Пресловутая ценительница зодчества, Екатерина найдет способ расправиться со всеми елизаветинскими театрами. В Зимнем дворце он будет переделан под обычные дворцовые помещения. У Полицейского моста представления некоторое время сохранятся, чтобы с приездом автора «Медного всадника» Фальконе уступить место его квартире и скульптурной мастерской. Лишь один ораниенбаумский театр, скорее всего из-за своей удаленности от столицы и нелюбви Екатерины к резиденции покойного мужа, просуществует до конца правления Александра I.
В 1824 году его разберут и перенесут в Петербург, к Чернышеву мосту, где ровно через неделю после открытия он станет жертвой пожара.
К столичным дворцам прибавлялось строительство загородных. Сначала Петергоф, положивший начало идее потемкинских деревень. Переезды сюда двора отличались сложнейшим церемониалом и чисто театральными эффектами, предусмотренными во всех их мелочах. В спектаклях обязывались принимать участие жители соседних слобод и деревень и даже стоявшие вдоль дороги деревья: «Быть на указанных местах на тот день, когда будет шествие, коликое число людей и дабы в проезде от поселян во всех частях лучший вид представлен. На скудных еловых деревьях для преизрядного вида поместить рябинные ягоды, будто оные сами произросли». Ради того же благолепия на устроителей возлагалась обязанность «строго смотреть того, чтоб между сими людьми не было больных и увечных, а неменьше нищих, глад стерпевающих, в развращенных и изодранных одеждах и пьяниц». Оговорка тем более обязательная, что окрестности столицы на Неве были переполнены голодающими.

Предоставленные материалы:

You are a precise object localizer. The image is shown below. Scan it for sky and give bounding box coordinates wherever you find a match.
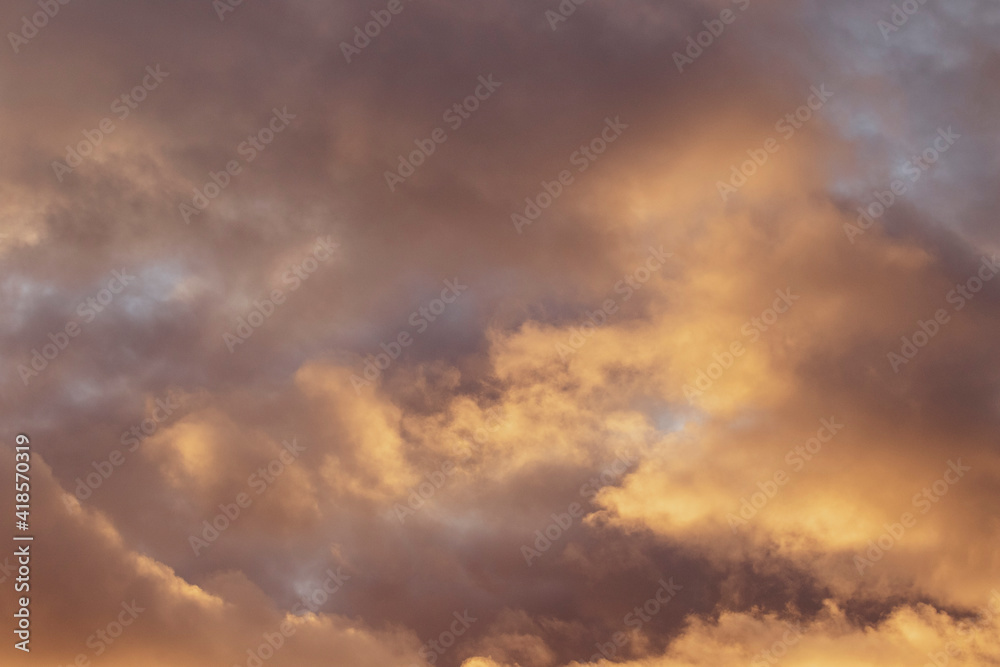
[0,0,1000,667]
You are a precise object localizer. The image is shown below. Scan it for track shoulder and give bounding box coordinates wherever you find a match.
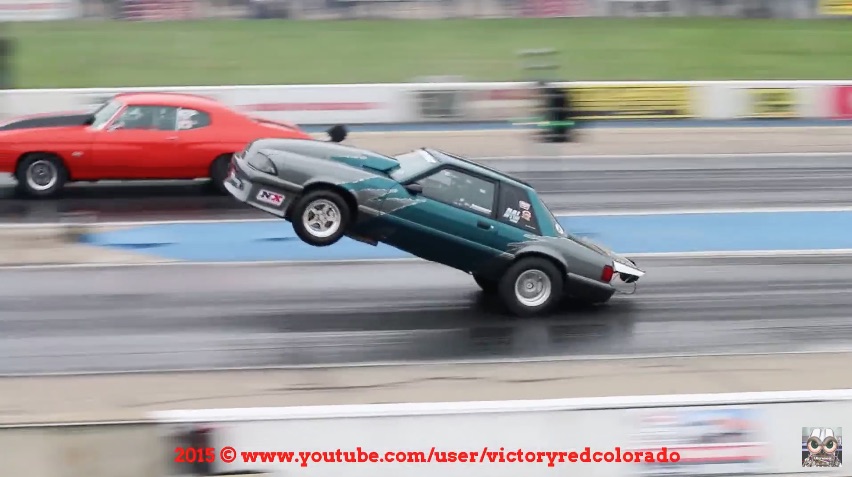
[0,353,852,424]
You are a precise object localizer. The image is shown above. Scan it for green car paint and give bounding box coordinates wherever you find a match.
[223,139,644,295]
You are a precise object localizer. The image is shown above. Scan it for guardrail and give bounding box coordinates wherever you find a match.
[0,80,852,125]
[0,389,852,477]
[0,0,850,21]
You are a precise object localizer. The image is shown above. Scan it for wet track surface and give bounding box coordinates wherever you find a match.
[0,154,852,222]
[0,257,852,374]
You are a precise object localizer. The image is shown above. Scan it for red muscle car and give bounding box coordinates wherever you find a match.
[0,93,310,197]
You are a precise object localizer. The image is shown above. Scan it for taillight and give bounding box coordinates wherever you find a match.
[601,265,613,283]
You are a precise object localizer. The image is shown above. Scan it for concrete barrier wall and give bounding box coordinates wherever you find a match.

Задание 1:
Преобразуйте в JSON-список строк ту часть записей, что начинается строкой, содержащей «for red muscle», и идет до конца записей включительно. Каждой строке должен соответствовать один элемент списка, а пустые строки не включайте.
Задание 2:
Продолжите статью о театрах и дворцах Петербурга при Екатерине, начиная сразу после ее последнего предложения.
Записи никак не связаны со статьей.

Правильный ответ 1:
[
  "You are a precise object localizer. The image is shown above. Scan it for red muscle car and give bounding box coordinates wherever you find a match.",
  "[0,93,310,197]",
  "You are a precise object localizer. The image is shown above. Scan it for taillight and give bounding box coordinates wherever you find a match.",
  "[601,265,613,283]",
  "You are a precise object localizer. The image is shown above. Scan it for concrete barrier wall and give bounding box coordinates wherever you find a match."
]

Правильный ответ 2:
В реестре живописных работ, которые ведет Канцелярия от строений в церкви Петергофского дворца в 1750–1751 годах, уже появляется имя Ивана Титова. Пятьдесят два изображения, помимо икон иконостаса, принадлежали кисти своеобразной артели вольных живописцев – Мине Колокольникову «с товарищи». Среди «товарищей» находился Иван Титов. «Артельщики» усиленно трудятся и в Большом Царскосельском дворце. Снова церковь – от настенных росписей до икон. Зеленая столовая – живописные панно-вставки над зеркалами с мифологическими сюжетами. Сам Мина Колокольников написал «Полифема, поражающего камнем». Опочивальня – десюдепорты, представляющие помещавшиеся над дверями композиции с фигурами по оригиналам французского гравера Найе. Этой комнатой в качестве спальни пользовались вслед за Елизаветой Екатерина II, Александр I. Зала, в которой находилась парадная лестница. Реестр, учитывающий каждый рабочий день каждого живописца, свидетельствовал, что работал здесь Иван Титов в мае – июне 1755 года, прогуляв за два месяца всего один день.
Мастерство Ивана Титова хорошо знакомо Канцелярии от строений. Его запрашивает, составляя список необходимых помощников, известный итальянский мастер-декоративист Антонио Перезинотти. Судя по жалованью – восемь рублей в месяц, – Титов ставится в один ряд с наиболее способными живописцами команды, как Алексей Бельский, который через считаные годы станет одним из руководителей работ, или Иван Фирсов, автор картины «Юный живописец», получивший в дальнейшем возможность совершенствоваться в Париже.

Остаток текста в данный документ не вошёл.